What is needed:
The response must consist of each line in the listing that has the word "pale" in it.

BEGIN Records shown

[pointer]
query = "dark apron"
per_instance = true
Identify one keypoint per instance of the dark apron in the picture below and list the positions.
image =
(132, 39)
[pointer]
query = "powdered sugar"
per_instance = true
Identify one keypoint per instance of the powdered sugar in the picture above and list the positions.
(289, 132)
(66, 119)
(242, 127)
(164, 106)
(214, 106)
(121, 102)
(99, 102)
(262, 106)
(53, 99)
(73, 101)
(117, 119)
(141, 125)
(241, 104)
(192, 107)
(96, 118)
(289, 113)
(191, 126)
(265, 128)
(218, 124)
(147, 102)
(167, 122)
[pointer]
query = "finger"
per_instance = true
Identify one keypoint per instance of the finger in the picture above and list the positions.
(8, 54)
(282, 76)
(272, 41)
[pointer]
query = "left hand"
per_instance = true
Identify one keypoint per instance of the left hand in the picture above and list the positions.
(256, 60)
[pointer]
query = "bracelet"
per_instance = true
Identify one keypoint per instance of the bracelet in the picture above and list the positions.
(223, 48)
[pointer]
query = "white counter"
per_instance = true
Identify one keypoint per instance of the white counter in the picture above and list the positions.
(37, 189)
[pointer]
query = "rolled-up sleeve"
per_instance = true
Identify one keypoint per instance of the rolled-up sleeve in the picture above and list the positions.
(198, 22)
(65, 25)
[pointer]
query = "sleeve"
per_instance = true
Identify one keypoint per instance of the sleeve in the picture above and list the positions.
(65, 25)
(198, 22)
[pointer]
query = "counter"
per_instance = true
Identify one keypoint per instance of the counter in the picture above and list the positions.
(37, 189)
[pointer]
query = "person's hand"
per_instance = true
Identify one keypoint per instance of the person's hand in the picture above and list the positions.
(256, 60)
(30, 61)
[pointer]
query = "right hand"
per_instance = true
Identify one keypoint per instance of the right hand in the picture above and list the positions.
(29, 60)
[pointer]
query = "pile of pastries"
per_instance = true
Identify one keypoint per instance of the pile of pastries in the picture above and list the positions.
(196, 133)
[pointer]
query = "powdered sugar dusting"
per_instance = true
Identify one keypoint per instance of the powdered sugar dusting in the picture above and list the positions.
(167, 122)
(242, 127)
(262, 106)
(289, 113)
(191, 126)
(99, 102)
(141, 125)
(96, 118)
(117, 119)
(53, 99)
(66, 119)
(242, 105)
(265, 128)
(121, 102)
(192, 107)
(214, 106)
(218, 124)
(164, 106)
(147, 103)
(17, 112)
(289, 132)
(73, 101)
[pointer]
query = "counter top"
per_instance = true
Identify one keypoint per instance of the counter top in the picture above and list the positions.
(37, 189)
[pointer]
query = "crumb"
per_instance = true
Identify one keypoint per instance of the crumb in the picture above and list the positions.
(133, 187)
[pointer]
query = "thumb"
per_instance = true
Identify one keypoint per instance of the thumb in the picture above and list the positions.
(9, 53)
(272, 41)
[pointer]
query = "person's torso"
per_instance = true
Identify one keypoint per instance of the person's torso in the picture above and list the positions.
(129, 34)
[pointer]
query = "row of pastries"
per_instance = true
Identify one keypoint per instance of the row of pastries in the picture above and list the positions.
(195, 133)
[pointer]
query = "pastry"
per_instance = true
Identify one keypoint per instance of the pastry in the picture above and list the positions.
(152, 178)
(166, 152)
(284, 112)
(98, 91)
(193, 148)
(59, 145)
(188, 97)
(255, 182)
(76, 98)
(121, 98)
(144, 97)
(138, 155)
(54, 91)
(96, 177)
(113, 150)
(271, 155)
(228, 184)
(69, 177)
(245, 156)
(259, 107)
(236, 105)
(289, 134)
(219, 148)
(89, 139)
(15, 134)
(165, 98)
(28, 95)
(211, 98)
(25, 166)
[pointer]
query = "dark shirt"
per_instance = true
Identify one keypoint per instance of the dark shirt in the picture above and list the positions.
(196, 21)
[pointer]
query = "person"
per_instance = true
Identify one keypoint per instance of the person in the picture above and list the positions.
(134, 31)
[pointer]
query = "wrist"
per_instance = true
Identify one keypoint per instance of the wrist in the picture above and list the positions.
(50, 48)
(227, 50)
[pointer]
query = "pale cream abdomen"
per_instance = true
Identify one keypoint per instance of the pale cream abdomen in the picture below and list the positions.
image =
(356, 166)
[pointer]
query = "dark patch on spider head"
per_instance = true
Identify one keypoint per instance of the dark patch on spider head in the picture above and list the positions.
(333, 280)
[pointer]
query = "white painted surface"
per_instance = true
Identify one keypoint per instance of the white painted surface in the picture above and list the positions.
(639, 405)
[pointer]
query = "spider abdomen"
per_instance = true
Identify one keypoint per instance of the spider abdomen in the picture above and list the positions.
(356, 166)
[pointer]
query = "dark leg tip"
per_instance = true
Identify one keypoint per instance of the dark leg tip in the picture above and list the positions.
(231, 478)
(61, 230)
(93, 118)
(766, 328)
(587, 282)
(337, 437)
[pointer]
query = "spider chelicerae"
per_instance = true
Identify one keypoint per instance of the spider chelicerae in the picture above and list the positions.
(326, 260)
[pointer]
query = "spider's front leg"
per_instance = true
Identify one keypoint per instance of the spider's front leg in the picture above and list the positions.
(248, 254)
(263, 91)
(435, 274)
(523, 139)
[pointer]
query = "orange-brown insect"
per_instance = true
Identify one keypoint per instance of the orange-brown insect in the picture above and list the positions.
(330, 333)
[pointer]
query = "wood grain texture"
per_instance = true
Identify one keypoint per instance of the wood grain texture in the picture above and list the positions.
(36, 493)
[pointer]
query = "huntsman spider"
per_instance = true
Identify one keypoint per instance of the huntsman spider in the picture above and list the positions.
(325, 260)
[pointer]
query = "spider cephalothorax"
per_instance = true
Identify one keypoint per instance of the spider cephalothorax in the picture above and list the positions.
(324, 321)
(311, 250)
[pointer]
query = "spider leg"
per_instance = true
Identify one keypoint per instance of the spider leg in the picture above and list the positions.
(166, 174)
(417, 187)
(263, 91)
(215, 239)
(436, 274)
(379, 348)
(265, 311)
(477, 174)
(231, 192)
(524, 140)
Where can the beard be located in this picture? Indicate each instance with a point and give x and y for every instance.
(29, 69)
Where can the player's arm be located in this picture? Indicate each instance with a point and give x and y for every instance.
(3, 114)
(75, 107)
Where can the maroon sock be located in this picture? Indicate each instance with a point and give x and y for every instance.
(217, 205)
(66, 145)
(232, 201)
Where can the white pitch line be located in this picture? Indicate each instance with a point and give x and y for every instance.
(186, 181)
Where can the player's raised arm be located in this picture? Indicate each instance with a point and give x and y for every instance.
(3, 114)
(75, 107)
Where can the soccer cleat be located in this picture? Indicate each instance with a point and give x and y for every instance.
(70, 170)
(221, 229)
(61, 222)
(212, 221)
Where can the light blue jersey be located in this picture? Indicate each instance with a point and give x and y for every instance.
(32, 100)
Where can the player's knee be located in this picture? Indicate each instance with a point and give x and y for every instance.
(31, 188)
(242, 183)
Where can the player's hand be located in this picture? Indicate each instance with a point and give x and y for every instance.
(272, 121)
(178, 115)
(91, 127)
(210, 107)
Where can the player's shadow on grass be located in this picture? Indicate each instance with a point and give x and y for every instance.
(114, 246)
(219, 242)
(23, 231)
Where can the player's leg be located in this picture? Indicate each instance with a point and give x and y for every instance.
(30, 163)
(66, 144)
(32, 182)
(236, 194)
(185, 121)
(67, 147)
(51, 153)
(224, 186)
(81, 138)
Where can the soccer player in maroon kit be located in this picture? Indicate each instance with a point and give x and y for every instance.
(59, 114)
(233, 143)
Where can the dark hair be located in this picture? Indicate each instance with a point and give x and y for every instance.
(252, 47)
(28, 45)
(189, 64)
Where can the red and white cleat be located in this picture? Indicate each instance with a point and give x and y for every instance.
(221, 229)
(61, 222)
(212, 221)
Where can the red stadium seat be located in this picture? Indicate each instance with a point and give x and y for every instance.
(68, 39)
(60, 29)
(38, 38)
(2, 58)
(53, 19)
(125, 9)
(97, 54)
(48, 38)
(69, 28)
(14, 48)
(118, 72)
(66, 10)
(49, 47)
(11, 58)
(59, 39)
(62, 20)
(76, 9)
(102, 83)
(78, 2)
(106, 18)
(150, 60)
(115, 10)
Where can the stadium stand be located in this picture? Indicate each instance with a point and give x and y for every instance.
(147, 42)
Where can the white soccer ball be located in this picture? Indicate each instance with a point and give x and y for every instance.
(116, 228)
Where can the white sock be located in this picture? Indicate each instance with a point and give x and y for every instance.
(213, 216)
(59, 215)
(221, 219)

END Records shown

Task response:
query = "pale cream abdomen"
Identify one keypoint per instance of the pale cream abdomen in the picture below and list the positions.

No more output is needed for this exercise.